#### [WHAT IS BEING ASKED]
Exactly the lines from the one containing "trousers. Examine the image and box all occurrences." through the end of the records must be reproduced; leave out all pictures.
━━━ INPUT RECORDS ━━━
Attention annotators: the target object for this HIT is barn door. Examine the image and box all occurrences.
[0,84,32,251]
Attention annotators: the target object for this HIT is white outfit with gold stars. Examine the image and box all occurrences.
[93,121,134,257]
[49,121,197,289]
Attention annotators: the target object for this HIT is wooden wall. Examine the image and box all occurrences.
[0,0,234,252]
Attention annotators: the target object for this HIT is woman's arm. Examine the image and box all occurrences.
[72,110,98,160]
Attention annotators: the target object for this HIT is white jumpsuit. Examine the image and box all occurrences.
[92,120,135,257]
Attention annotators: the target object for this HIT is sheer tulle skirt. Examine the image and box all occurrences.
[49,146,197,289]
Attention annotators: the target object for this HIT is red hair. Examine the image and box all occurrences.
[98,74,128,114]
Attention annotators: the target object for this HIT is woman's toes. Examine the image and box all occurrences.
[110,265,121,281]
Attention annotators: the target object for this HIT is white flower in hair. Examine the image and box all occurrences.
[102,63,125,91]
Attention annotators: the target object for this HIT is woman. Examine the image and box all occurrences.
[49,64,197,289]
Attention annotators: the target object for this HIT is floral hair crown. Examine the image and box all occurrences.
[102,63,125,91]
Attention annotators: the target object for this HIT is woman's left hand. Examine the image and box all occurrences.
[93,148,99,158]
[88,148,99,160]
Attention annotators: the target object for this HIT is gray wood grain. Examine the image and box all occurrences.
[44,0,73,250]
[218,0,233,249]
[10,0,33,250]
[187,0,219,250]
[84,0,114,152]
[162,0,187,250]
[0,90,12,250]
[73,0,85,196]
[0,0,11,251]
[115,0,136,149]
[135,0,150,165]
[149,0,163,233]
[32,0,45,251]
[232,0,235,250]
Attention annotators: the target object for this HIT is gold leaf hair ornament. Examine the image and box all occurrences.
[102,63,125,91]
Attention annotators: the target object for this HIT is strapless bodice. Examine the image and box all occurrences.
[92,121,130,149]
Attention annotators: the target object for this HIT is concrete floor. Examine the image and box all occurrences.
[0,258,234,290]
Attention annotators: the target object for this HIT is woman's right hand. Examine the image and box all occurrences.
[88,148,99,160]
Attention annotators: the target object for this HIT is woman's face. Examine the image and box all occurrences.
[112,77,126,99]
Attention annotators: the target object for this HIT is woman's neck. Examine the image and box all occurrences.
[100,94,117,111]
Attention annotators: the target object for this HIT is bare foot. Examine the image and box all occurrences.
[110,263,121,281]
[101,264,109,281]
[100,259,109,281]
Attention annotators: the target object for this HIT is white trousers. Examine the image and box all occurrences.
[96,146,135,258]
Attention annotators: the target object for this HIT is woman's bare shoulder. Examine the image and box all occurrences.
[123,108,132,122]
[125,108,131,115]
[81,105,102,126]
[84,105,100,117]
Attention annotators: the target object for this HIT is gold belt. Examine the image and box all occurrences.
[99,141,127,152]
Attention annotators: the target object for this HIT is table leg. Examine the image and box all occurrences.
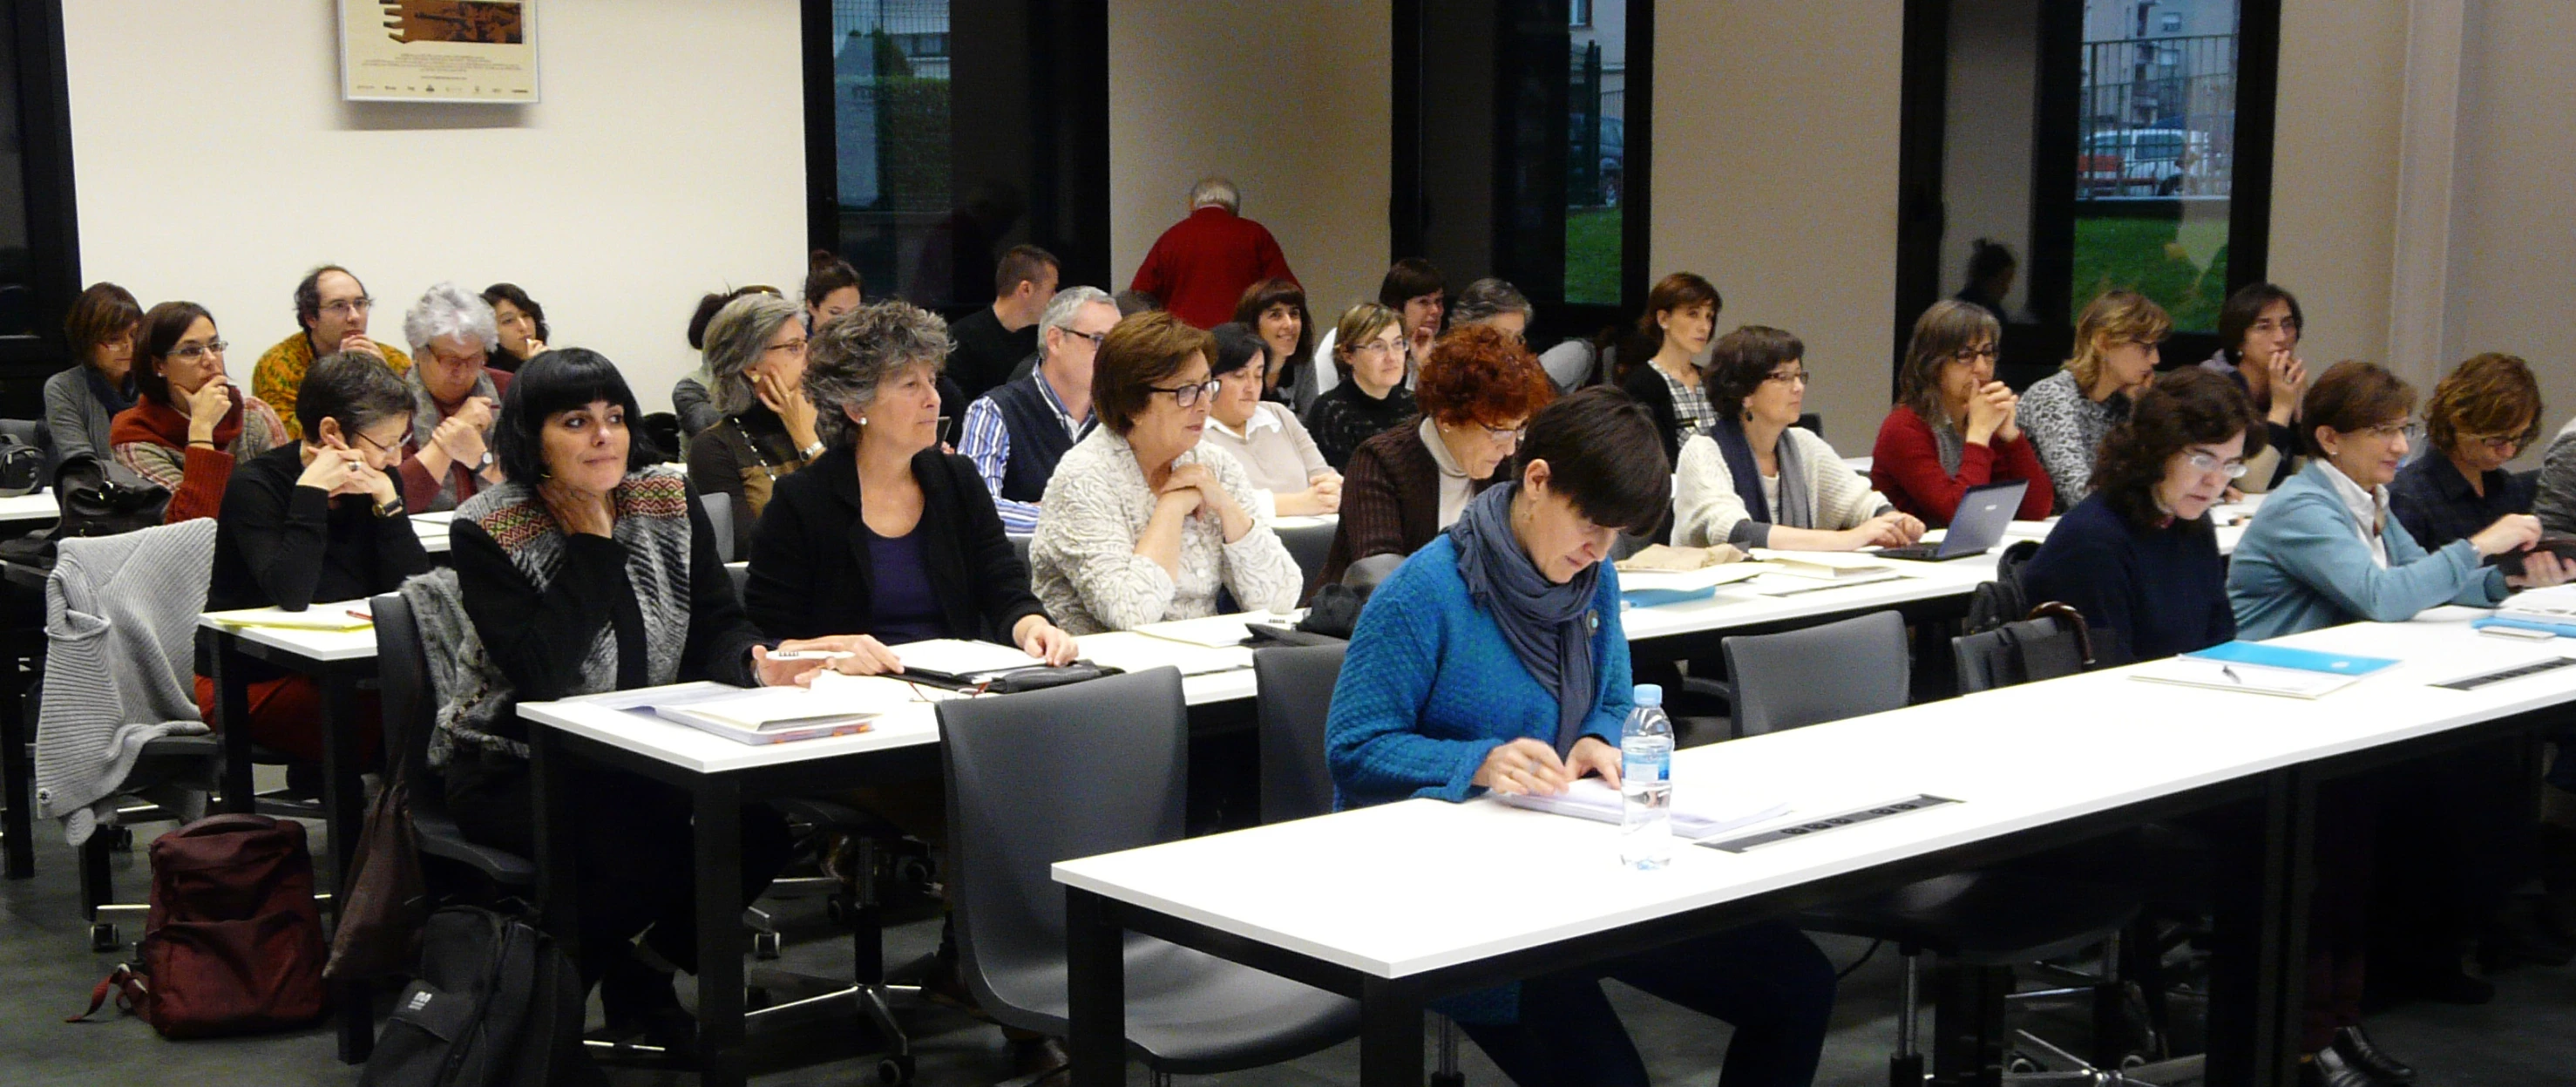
━━━
#### [ANSWER SECTION]
Attention annotators: the target object for this HIT is white trousers. Examine the image and box all occurrences.
[96,146,135,258]
Attention annotators: the target object for this HIT is woman's bare shoulder. Examine the image and box all occurrences.
[123,108,132,122]
[125,108,131,115]
[81,105,102,126]
[84,105,100,117]
Attention annotators: the target object for this HIT is gold belt. Examine the image and box all occurrences.
[99,141,127,152]
Attention annotators: the target object for this HIT is table leg. Examine the image and box all occurrences.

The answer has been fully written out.